------ Linhas do conjunto

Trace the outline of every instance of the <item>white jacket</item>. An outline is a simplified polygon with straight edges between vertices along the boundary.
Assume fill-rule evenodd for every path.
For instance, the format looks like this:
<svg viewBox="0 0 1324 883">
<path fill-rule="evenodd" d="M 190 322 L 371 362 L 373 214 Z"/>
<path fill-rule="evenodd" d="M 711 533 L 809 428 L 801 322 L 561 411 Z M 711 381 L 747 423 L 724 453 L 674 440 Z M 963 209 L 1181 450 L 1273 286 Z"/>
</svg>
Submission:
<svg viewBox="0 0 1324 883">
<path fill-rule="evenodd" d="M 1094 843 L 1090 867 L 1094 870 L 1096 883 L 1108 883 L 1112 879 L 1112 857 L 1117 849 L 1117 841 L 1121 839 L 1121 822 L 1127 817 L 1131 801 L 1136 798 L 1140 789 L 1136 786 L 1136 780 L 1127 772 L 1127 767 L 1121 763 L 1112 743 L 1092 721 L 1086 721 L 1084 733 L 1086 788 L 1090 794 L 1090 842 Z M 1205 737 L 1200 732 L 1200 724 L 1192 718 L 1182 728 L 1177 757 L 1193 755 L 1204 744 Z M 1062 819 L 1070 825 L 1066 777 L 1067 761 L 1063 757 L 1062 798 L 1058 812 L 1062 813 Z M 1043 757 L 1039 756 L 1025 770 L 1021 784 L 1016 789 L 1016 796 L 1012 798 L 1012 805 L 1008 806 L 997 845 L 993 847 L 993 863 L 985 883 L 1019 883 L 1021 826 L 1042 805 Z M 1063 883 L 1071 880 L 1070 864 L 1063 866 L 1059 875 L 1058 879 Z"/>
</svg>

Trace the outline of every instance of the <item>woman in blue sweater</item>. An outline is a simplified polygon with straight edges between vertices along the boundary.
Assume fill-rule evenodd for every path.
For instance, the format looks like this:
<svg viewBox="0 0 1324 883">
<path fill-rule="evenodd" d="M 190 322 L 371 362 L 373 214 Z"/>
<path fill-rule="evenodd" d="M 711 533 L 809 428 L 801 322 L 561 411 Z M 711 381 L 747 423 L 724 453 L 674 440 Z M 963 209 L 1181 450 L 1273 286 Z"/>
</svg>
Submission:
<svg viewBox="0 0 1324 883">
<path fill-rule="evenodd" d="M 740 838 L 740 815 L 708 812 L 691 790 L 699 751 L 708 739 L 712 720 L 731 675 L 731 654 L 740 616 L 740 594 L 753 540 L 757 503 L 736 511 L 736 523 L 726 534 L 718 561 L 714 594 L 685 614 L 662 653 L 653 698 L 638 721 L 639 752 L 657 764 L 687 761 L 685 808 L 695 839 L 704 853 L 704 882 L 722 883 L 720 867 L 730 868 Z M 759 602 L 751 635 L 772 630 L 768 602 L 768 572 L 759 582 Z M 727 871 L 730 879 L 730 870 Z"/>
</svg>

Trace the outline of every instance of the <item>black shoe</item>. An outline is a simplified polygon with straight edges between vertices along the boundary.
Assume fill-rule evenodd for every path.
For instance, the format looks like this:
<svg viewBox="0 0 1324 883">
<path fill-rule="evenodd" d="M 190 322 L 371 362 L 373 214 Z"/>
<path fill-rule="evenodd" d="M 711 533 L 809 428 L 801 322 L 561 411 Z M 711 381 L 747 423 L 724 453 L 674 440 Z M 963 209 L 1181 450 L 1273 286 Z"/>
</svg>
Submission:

------------

### Tarefa a cumprir
Transforme em uma tabela Markdown as linhas do material, começando na que contém "Trace the outline of every instance of the <item>woman" e terminando no final do material, com ambas as pontas incluídas. Use as colunas "Nº", para o número da linha, e "Linha", para o texto, e deixe de fora as linhas em branco.

### Solução da tarefa
| Nº | Linha |
|---|---|
| 1 | Trace the outline of every instance of the <item>woman in blue sweater</item>. An outline is a simplified polygon with straight edges between vertices along the boundary. |
| 2 | Assume fill-rule evenodd for every path. |
| 3 | For instance, the format looks like this: |
| 4 | <svg viewBox="0 0 1324 883"> |
| 5 | <path fill-rule="evenodd" d="M 190 322 L 371 362 L 373 214 Z"/> |
| 6 | <path fill-rule="evenodd" d="M 711 533 L 809 428 L 801 322 L 561 411 Z M 711 381 L 747 423 L 724 453 L 674 440 Z M 963 209 L 1181 450 L 1273 286 Z"/> |
| 7 | </svg> |
| 8 | Submission: |
| 9 | <svg viewBox="0 0 1324 883"> |
| 10 | <path fill-rule="evenodd" d="M 740 838 L 740 815 L 708 812 L 691 790 L 699 751 L 708 739 L 712 720 L 731 675 L 731 654 L 740 616 L 740 594 L 753 540 L 757 503 L 736 511 L 736 523 L 726 534 L 718 561 L 714 594 L 685 614 L 662 653 L 653 698 L 638 721 L 639 752 L 657 764 L 687 761 L 685 808 L 695 839 L 704 853 L 704 882 L 722 883 L 720 867 L 730 868 Z M 759 602 L 751 635 L 772 630 L 768 602 L 768 572 L 759 582 Z M 727 871 L 730 879 L 730 870 Z"/> |
| 11 | </svg> |
| 12 | Trace the outline of every instance of the <item>black shoe</item>. An outline is a simplified polygon with straight edges between vertices along the boundary. |
| 13 | Assume fill-rule evenodd for every path. |
| 14 | For instance, the format looks like this: |
| 15 | <svg viewBox="0 0 1324 883"> |
| 16 | <path fill-rule="evenodd" d="M 190 322 L 371 362 L 373 214 Z"/> |
| 17 | <path fill-rule="evenodd" d="M 711 533 L 809 428 L 801 322 L 561 411 Z M 711 381 L 747 423 L 724 453 L 674 440 Z M 963 209 L 1181 450 L 1273 286 Z"/> |
| 18 | </svg> |
| 19 | Submission: |